Stated exercise: Rewrite the material below, changing every "stone paving" to "brick paving" and leaving all else as it is.

Material shown:
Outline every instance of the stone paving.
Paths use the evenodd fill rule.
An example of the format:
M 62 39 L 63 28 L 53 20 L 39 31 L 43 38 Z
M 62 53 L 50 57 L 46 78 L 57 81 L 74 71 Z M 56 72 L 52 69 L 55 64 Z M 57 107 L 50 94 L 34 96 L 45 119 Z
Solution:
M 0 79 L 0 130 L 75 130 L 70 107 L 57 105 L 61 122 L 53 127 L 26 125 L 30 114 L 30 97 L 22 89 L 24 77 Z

Output:
Outline every instance of the brick paving.
Paths use the evenodd fill rule.
An example of the format:
M 62 39 L 63 28 L 53 20 L 39 31 L 43 38 Z
M 62 53 L 50 57 L 46 78 L 57 81 L 74 71 Z M 56 72 L 52 69 L 55 64 Z M 57 107 L 50 94 L 34 96 L 45 119 Z
Solution:
M 0 79 L 0 130 L 75 130 L 70 107 L 57 105 L 61 122 L 53 127 L 26 125 L 30 114 L 30 97 L 22 89 L 24 77 Z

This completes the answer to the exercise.